> _WHAT IS NEEDED_: Display each line of the records below that contains the word "background". Treat the match as case-sensitive.

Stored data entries

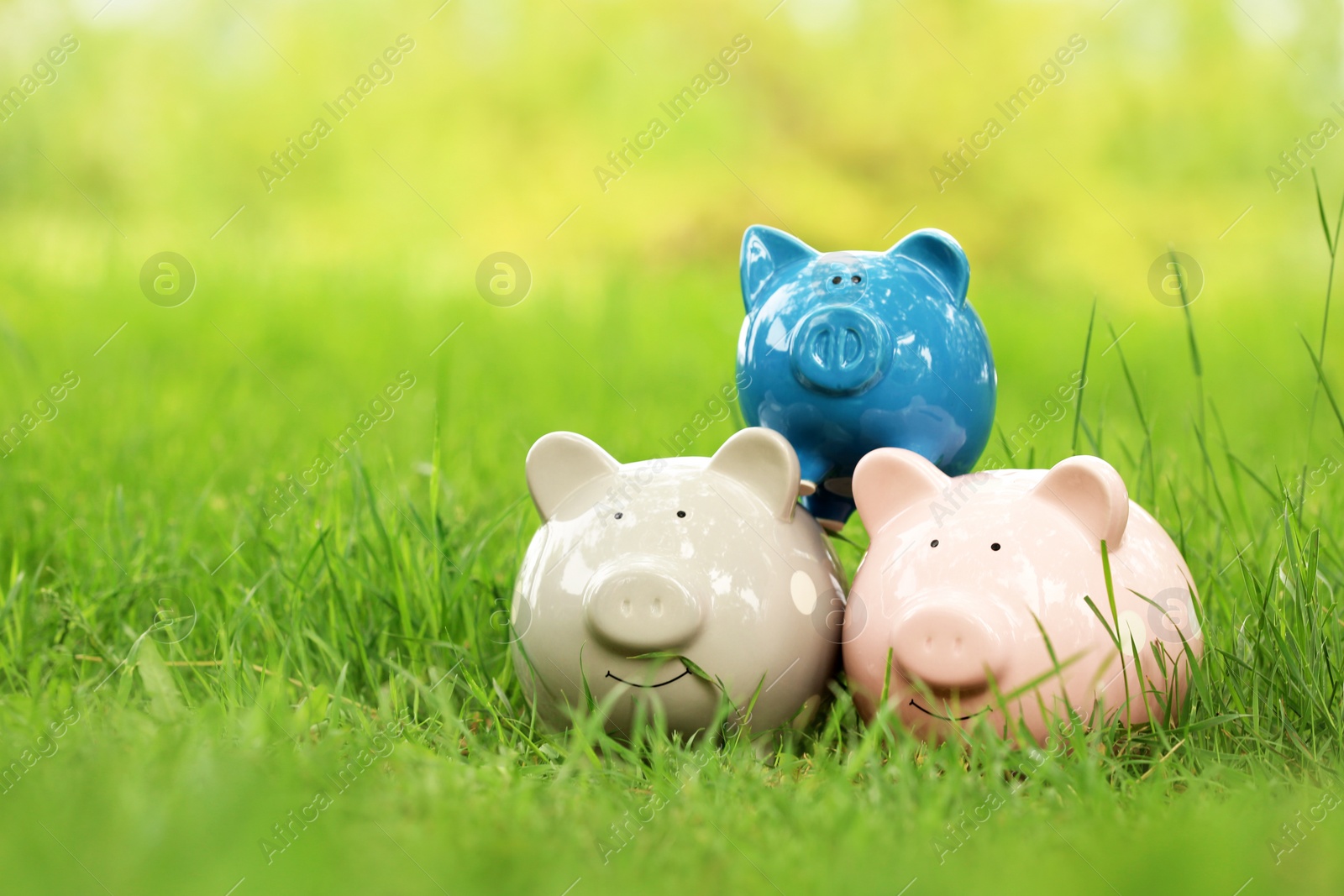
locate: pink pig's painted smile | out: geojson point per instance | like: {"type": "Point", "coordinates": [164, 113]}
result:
{"type": "Point", "coordinates": [662, 684]}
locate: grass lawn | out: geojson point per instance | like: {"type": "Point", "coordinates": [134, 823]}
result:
{"type": "Point", "coordinates": [336, 664]}
{"type": "Point", "coordinates": [259, 548]}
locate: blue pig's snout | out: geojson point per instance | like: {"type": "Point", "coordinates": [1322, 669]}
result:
{"type": "Point", "coordinates": [839, 349]}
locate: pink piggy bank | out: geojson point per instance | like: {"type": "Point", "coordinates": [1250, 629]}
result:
{"type": "Point", "coordinates": [967, 577]}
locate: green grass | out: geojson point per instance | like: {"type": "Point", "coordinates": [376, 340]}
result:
{"type": "Point", "coordinates": [369, 617]}
{"type": "Point", "coordinates": [365, 624]}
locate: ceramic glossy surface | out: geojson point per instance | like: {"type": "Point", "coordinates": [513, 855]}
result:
{"type": "Point", "coordinates": [847, 352]}
{"type": "Point", "coordinates": [710, 559]}
{"type": "Point", "coordinates": [961, 570]}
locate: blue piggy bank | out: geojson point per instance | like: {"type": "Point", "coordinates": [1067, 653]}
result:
{"type": "Point", "coordinates": [847, 352]}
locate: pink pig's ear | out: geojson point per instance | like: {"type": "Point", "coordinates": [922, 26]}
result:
{"type": "Point", "coordinates": [766, 464]}
{"type": "Point", "coordinates": [889, 481]}
{"type": "Point", "coordinates": [1092, 492]}
{"type": "Point", "coordinates": [559, 465]}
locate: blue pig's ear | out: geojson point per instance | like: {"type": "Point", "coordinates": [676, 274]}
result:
{"type": "Point", "coordinates": [941, 254]}
{"type": "Point", "coordinates": [766, 250]}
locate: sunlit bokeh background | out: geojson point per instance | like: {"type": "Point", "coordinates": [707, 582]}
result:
{"type": "Point", "coordinates": [492, 132]}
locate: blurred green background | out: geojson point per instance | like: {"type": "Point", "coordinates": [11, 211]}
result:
{"type": "Point", "coordinates": [158, 472]}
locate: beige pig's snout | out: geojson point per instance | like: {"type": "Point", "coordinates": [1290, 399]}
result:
{"type": "Point", "coordinates": [642, 609]}
{"type": "Point", "coordinates": [953, 644]}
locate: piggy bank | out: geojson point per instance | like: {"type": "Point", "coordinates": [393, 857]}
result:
{"type": "Point", "coordinates": [848, 352]}
{"type": "Point", "coordinates": [705, 559]}
{"type": "Point", "coordinates": [967, 577]}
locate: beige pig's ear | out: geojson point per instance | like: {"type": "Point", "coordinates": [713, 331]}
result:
{"type": "Point", "coordinates": [1093, 495]}
{"type": "Point", "coordinates": [890, 481]}
{"type": "Point", "coordinates": [559, 465]}
{"type": "Point", "coordinates": [766, 464]}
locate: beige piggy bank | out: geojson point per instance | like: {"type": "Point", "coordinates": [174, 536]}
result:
{"type": "Point", "coordinates": [710, 559]}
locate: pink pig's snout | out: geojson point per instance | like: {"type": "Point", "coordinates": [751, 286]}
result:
{"type": "Point", "coordinates": [642, 609]}
{"type": "Point", "coordinates": [953, 644]}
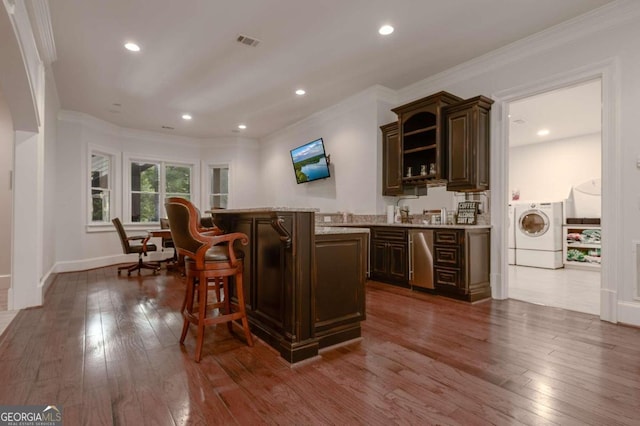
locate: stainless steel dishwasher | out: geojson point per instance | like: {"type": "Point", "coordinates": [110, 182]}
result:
{"type": "Point", "coordinates": [421, 258]}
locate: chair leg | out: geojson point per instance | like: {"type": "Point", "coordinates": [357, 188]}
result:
{"type": "Point", "coordinates": [187, 308]}
{"type": "Point", "coordinates": [245, 321]}
{"type": "Point", "coordinates": [202, 314]}
{"type": "Point", "coordinates": [227, 303]}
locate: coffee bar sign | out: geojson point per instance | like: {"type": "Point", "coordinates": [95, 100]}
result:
{"type": "Point", "coordinates": [467, 213]}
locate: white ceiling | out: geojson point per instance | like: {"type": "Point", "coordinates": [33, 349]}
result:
{"type": "Point", "coordinates": [566, 113]}
{"type": "Point", "coordinates": [190, 60]}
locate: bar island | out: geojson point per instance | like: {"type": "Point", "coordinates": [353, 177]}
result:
{"type": "Point", "coordinates": [304, 286]}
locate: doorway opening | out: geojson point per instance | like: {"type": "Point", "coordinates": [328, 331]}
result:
{"type": "Point", "coordinates": [554, 204]}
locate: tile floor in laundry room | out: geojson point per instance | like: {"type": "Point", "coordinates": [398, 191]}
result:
{"type": "Point", "coordinates": [572, 289]}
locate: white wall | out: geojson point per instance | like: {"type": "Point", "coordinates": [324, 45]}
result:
{"type": "Point", "coordinates": [6, 198]}
{"type": "Point", "coordinates": [546, 171]}
{"type": "Point", "coordinates": [242, 155]}
{"type": "Point", "coordinates": [596, 45]}
{"type": "Point", "coordinates": [352, 139]}
{"type": "Point", "coordinates": [52, 106]}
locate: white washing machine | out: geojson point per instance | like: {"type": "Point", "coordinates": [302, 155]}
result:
{"type": "Point", "coordinates": [511, 236]}
{"type": "Point", "coordinates": [538, 235]}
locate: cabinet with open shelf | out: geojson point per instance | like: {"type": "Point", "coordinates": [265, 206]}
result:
{"type": "Point", "coordinates": [420, 127]}
{"type": "Point", "coordinates": [581, 246]}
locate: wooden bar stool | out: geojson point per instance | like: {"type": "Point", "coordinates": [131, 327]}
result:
{"type": "Point", "coordinates": [210, 260]}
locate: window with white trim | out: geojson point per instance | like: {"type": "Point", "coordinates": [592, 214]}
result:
{"type": "Point", "coordinates": [219, 186]}
{"type": "Point", "coordinates": [150, 182]}
{"type": "Point", "coordinates": [101, 184]}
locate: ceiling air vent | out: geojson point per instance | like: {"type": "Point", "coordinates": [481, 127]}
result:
{"type": "Point", "coordinates": [249, 41]}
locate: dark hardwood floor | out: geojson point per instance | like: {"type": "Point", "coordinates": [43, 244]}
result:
{"type": "Point", "coordinates": [106, 350]}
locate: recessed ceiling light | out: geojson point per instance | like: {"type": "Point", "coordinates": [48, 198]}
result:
{"type": "Point", "coordinates": [385, 30]}
{"type": "Point", "coordinates": [132, 47]}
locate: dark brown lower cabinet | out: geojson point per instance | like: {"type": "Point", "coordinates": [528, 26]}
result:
{"type": "Point", "coordinates": [462, 263]}
{"type": "Point", "coordinates": [341, 273]}
{"type": "Point", "coordinates": [302, 291]}
{"type": "Point", "coordinates": [389, 251]}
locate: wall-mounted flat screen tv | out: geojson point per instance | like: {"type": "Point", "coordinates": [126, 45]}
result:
{"type": "Point", "coordinates": [310, 162]}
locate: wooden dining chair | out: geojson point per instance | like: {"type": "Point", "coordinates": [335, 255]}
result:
{"type": "Point", "coordinates": [135, 244]}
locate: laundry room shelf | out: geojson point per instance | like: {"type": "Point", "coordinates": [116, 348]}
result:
{"type": "Point", "coordinates": [581, 247]}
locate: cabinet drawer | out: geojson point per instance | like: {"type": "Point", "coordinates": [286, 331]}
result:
{"type": "Point", "coordinates": [449, 255]}
{"type": "Point", "coordinates": [447, 277]}
{"type": "Point", "coordinates": [389, 234]}
{"type": "Point", "coordinates": [450, 236]}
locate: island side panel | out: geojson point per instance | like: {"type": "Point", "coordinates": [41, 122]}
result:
{"type": "Point", "coordinates": [279, 277]}
{"type": "Point", "coordinates": [341, 265]}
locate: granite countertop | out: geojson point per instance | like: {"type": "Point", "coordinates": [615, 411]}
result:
{"type": "Point", "coordinates": [263, 209]}
{"type": "Point", "coordinates": [408, 225]}
{"type": "Point", "coordinates": [328, 230]}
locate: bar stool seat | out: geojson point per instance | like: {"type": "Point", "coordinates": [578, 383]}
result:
{"type": "Point", "coordinates": [210, 262]}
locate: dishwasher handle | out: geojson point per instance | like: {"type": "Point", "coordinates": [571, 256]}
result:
{"type": "Point", "coordinates": [410, 258]}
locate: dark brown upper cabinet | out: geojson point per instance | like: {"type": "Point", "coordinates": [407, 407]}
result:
{"type": "Point", "coordinates": [391, 160]}
{"type": "Point", "coordinates": [467, 138]}
{"type": "Point", "coordinates": [422, 156]}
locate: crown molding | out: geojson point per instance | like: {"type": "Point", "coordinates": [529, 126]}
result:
{"type": "Point", "coordinates": [111, 129]}
{"type": "Point", "coordinates": [43, 31]}
{"type": "Point", "coordinates": [99, 125]}
{"type": "Point", "coordinates": [604, 18]}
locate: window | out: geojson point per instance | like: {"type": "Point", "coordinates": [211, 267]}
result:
{"type": "Point", "coordinates": [151, 182]}
{"type": "Point", "coordinates": [145, 192]}
{"type": "Point", "coordinates": [101, 183]}
{"type": "Point", "coordinates": [219, 186]}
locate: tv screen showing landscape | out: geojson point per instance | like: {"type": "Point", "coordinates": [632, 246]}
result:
{"type": "Point", "coordinates": [310, 162]}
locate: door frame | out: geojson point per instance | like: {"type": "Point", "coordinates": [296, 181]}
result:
{"type": "Point", "coordinates": [608, 73]}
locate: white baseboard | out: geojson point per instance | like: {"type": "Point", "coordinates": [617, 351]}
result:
{"type": "Point", "coordinates": [5, 281]}
{"type": "Point", "coordinates": [96, 262]}
{"type": "Point", "coordinates": [99, 262]}
{"type": "Point", "coordinates": [629, 313]}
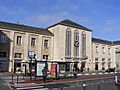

> _EXERCISE ANSWER_:
locate: sunlit bokeh background | out: geojson point per instance | like: {"type": "Point", "coordinates": [707, 582]}
locate: blurred green background | out: geojson point per instance | like: {"type": "Point", "coordinates": [11, 211]}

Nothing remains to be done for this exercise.